## Task data
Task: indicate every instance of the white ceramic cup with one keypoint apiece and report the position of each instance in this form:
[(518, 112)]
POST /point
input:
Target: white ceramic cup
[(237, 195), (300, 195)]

## Task details
Format the lines above as a JSON list of strings, one string per line, leaving out any blank lines.

## Final result
[
  "Task: indicate every instance of the white ceramic cup with one keypoint apiece and report the position of each instance in this form:",
  "[(518, 112)]",
  "POST /point",
  "input:",
  "Target: white ceramic cup",
  "[(237, 195), (300, 195)]"
]